Nye ch. 1

Preface: Nye wants us to think about how living in an intensely technological world affects our lives.
            and book face off He is asking a series of questions about technology
Nye wants us to see that technology is something like storytelling (narrative) How is it useful to understand technology as a narrative, not just a tool?

technology is about being able to modify our environment, about choices

Can we define technology?definition of technology

Since 1850 new technology has increasingly come from new discoveries in formal science.  if you take that approach it speeds up technological progress and makes it more predictable. 
Is this where all new technology comes from?
Nye is interested not just in a dictionary definition but in what technology does for us.
We can't say technology is unique to human beings as animals use it too

technology =

what are the turning points in controlling nature?

Along with the scientific and industrial revolutions (17th and 19th centuries, respectively) came a new respect for technology.  New attitudes towards technology--that technology will make us rich and that "science and invention were the engines of progress" (p. 9)

Point placement records
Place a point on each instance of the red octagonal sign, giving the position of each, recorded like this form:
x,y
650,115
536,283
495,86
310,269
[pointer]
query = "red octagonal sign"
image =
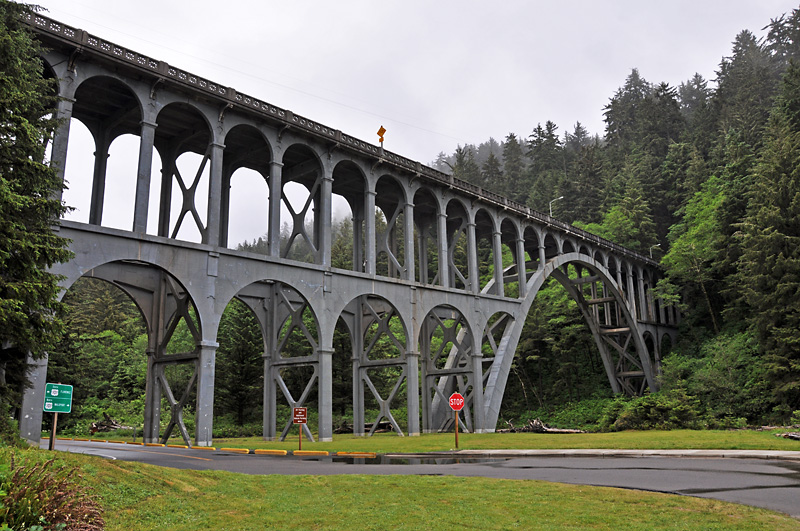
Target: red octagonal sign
x,y
456,401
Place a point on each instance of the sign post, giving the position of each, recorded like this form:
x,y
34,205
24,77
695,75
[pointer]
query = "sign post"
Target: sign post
x,y
456,403
57,399
300,417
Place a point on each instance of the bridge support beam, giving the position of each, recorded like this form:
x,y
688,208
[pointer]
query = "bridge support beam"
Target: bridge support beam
x,y
204,416
30,418
325,394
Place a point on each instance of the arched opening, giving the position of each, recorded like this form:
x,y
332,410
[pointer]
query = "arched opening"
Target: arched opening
x,y
484,240
426,227
446,366
531,245
239,373
513,263
183,141
390,228
378,338
458,245
245,190
103,355
158,318
301,219
348,224
103,187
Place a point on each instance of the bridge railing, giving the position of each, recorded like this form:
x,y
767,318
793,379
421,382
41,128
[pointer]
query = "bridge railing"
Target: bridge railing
x,y
163,71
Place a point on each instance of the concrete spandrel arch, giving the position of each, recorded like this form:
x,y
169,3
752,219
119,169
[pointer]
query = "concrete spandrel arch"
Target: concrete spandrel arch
x,y
446,344
427,209
380,342
498,372
164,303
390,202
247,158
291,333
301,206
461,261
349,191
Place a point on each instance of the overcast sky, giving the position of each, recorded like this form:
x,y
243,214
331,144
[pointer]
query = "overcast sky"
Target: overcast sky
x,y
435,74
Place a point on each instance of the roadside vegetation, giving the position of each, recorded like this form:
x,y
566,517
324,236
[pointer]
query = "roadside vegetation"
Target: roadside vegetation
x,y
137,496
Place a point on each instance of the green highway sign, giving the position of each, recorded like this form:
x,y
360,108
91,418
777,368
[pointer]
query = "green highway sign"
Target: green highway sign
x,y
57,398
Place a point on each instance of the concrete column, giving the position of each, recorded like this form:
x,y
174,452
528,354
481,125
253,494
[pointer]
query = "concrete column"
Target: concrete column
x,y
214,195
358,383
270,399
645,310
204,417
275,195
497,255
167,175
422,246
408,217
225,204
58,158
359,262
324,221
631,298
444,252
143,176
369,218
472,259
522,268
152,401
477,386
412,390
30,418
99,178
325,405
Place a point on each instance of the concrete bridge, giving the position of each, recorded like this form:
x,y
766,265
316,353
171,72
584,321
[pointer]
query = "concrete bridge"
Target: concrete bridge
x,y
412,285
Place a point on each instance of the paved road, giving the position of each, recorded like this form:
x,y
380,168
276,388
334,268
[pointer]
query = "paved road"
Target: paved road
x,y
769,483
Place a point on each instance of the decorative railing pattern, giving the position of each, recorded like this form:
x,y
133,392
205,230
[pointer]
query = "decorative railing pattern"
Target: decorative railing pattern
x,y
83,40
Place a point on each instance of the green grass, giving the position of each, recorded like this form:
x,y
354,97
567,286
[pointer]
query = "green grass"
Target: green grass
x,y
676,439
144,497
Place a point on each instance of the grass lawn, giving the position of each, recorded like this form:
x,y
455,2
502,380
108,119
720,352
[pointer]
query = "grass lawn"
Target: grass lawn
x,y
144,497
653,440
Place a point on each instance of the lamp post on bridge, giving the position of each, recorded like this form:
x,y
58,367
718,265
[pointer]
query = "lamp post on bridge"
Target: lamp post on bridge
x,y
653,247
551,204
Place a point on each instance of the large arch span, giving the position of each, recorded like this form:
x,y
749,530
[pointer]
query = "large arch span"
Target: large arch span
x,y
421,267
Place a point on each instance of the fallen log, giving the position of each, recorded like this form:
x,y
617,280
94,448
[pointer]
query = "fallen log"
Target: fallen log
x,y
107,424
535,426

:: Tasks ::
(a) Answer these questions from the notes on Nye, chapter 1, putting each answer on its own line and marking it like its question:
(i) Since what year has new technology increasingly come from discoveries in formal science?
(ii) Why, according to the notes, can't technology be called unique to human beings?
(iii) Which centuries do the notes give for the scientific and industrial revolutions?
(b) Turn the paragraph of the notes on Nye, chapter 1 that begins "Along with the scientific and industrial revolutions" into a short bulleted list that keeps its main facts.
(c) Extend the notes on Nye, chapter 1, picking up after their final line.
The material is not needed for any of the tasks.

:: Answers to the problems ::
(a)
(i) Since 1850.
(ii) Animals use technology too.
(iii) The 17th century for the scientific revolution and the 19th century for the industrial revolution.

(b)
- The scientific revolution (17th century) and the industrial revolution (19th century) brought a new respect for technology.
- New attitudes held that technology would make people rich.
- People also came to believe that "science and invention were the engines of progress" (p. 9).

(c)
from the scientific revolution until the late 19th century the relationship between science and technology is confused

what we call technology had been just something that craftspeople do, and the word as we use it today wasn't even used
now it began to be seen as a field of study, as something coherent and interesting

Consider the word: technology (used to mean only the scientific kind of technology, or at least the systematic study of tools, now we use it more broadly)

The Oxford English Dictionary gives the following definitions:
1.      a. A discourse or treatise on an art or arts; the scientific study of the practical or industrial arts.
b. Practical arts collectively.
c. A particular practical or industrial art.
d. "high-technology" applied to a firm, industry, etc., that produces or utilizes highly advanced and specialized technology, or to the products of such a firm.  Similarly low-technology.
2. The terminology of a particular art or subject; technical nomenclature.
3. In Greek: systematic treatment (of grammar, etc.), Obsolete. rare.
4. Special Combinations: technology assessment, the assessment of the effects on society of new technology; technology transfer, the transfer of new technology or advanced technological information from the developed to the less developed countries of the world.

Nye's point is that the word technology used to mean something very different
first meant only a book about practical arts, then came to mean the arts themselves
now it means scientific study of a practical art--practical arts were not very interesting to scholars

So what does "practical arts" mean?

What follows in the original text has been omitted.